[Recorded data]
* BEGIN *

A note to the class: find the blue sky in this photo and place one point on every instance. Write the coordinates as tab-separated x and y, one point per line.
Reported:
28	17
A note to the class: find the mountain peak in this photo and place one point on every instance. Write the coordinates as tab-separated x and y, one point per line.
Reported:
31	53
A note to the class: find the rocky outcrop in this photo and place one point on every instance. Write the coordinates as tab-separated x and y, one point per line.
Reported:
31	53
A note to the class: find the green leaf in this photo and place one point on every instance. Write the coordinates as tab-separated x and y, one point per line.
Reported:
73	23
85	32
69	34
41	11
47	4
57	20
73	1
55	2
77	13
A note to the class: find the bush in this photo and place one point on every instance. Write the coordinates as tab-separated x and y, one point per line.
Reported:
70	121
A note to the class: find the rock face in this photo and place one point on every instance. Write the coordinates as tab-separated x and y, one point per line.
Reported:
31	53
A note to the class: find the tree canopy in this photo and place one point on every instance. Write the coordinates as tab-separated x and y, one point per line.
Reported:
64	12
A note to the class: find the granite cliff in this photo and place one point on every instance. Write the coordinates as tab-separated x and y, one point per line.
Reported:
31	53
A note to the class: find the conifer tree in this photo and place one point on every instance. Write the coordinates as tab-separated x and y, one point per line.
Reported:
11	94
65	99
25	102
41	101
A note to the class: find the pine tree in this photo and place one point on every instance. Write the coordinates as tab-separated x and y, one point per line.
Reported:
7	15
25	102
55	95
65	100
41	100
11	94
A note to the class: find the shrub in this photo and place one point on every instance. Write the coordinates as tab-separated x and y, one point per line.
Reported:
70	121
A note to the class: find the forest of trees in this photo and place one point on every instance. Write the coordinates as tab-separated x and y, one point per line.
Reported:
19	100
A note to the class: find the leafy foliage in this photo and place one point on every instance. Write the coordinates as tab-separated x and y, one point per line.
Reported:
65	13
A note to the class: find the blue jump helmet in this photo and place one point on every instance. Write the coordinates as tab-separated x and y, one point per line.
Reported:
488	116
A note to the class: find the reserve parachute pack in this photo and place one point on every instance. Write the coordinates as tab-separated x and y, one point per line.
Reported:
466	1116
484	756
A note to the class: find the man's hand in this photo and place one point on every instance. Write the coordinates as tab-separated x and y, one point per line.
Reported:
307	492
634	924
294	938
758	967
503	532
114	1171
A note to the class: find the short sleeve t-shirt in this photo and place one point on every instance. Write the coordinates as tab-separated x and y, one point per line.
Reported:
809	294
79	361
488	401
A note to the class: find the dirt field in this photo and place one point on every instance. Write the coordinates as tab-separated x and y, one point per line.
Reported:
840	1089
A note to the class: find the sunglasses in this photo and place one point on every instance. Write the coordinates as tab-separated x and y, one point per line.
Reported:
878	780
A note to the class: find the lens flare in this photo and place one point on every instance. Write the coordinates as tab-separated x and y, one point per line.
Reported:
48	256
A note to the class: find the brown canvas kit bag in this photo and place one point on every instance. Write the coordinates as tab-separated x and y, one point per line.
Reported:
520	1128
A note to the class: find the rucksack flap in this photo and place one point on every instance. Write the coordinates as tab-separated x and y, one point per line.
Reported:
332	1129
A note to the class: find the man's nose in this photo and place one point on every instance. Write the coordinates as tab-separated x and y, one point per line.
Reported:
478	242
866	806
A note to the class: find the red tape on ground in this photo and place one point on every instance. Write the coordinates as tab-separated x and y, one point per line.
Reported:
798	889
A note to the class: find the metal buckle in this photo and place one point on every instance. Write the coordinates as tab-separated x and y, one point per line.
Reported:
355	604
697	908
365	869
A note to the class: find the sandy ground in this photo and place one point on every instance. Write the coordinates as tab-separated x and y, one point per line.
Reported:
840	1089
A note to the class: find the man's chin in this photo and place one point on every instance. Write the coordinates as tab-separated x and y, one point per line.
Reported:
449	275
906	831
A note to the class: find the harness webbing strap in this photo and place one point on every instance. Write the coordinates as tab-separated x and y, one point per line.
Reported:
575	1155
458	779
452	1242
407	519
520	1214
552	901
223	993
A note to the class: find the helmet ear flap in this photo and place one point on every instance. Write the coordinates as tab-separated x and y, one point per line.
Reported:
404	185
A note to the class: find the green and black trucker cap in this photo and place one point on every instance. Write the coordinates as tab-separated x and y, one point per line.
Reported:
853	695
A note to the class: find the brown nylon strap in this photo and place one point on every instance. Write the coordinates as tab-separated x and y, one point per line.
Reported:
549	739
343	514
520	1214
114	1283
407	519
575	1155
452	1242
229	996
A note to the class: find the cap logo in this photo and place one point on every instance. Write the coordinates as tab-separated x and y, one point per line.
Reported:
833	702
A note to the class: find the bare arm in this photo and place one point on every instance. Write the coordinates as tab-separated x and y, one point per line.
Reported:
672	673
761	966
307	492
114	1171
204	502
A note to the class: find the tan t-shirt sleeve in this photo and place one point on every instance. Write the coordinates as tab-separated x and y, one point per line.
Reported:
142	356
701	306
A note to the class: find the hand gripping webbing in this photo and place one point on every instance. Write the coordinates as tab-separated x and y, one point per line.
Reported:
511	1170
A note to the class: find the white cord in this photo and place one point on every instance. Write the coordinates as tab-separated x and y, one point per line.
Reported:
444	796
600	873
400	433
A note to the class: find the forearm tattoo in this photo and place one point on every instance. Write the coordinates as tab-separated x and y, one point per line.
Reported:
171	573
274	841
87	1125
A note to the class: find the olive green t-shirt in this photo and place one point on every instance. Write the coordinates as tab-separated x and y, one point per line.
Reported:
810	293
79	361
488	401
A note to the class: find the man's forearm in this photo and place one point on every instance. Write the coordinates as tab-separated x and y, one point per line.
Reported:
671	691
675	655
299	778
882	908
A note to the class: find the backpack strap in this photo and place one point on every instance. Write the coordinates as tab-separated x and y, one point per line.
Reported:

* END *
* BEGIN *

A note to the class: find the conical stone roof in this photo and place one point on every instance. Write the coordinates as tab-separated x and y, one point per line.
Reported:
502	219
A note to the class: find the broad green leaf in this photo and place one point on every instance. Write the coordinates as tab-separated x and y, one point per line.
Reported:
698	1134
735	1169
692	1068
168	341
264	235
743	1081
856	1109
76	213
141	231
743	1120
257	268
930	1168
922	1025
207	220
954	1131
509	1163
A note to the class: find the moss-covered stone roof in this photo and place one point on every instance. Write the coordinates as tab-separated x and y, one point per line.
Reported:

* END *
* BEGIN *

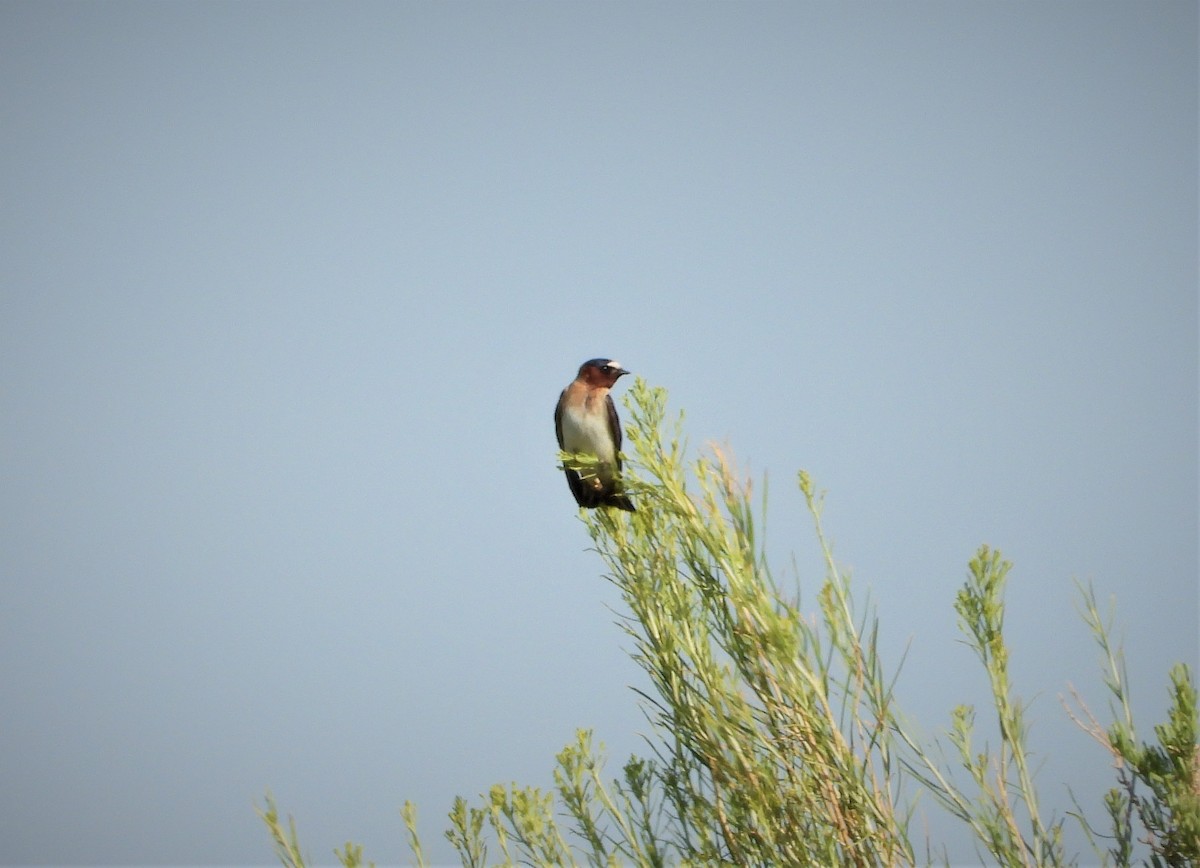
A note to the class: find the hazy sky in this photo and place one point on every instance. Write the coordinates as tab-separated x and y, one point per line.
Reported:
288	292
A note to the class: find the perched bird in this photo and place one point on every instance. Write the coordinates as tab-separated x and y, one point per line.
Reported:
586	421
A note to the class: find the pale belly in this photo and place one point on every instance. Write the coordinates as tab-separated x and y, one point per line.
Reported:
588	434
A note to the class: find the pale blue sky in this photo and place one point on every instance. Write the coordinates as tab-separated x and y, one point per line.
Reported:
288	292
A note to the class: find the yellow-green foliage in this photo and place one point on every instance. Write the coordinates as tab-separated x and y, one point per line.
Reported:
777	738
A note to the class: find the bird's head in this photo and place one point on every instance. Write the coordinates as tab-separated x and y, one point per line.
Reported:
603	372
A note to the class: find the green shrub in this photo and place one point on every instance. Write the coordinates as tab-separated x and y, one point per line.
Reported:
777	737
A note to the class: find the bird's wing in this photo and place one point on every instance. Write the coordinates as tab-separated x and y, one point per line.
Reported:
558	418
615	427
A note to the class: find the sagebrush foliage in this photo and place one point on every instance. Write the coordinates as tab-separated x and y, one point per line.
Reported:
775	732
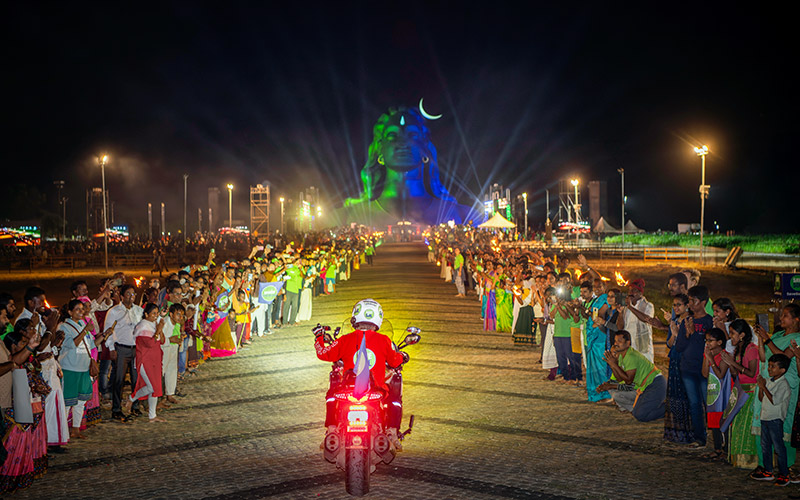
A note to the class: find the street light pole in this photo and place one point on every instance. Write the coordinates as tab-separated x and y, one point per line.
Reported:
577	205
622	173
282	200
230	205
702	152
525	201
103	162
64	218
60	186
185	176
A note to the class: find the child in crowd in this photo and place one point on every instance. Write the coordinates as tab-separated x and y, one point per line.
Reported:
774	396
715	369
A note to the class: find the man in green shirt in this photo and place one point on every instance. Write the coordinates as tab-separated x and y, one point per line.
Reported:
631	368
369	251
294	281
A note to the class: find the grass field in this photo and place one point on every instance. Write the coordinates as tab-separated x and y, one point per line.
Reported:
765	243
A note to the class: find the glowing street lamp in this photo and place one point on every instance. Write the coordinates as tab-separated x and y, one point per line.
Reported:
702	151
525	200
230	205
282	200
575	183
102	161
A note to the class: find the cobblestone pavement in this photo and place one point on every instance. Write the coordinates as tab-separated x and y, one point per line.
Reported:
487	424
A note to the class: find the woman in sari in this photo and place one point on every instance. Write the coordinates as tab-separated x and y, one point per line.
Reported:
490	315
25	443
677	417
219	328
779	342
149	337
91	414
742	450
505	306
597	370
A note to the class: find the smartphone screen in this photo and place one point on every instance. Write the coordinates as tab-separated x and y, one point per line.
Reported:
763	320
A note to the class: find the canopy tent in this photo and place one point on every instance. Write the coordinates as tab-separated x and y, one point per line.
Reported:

* END *

[Objective]: From the listing above, select every line that contains the word "sari" and copy each one out in full.

[Final answer]:
A note to the class: find the woman in sari in this photo and place one point on every instance. Write the coordinates as tab-separated x and y, one point per line.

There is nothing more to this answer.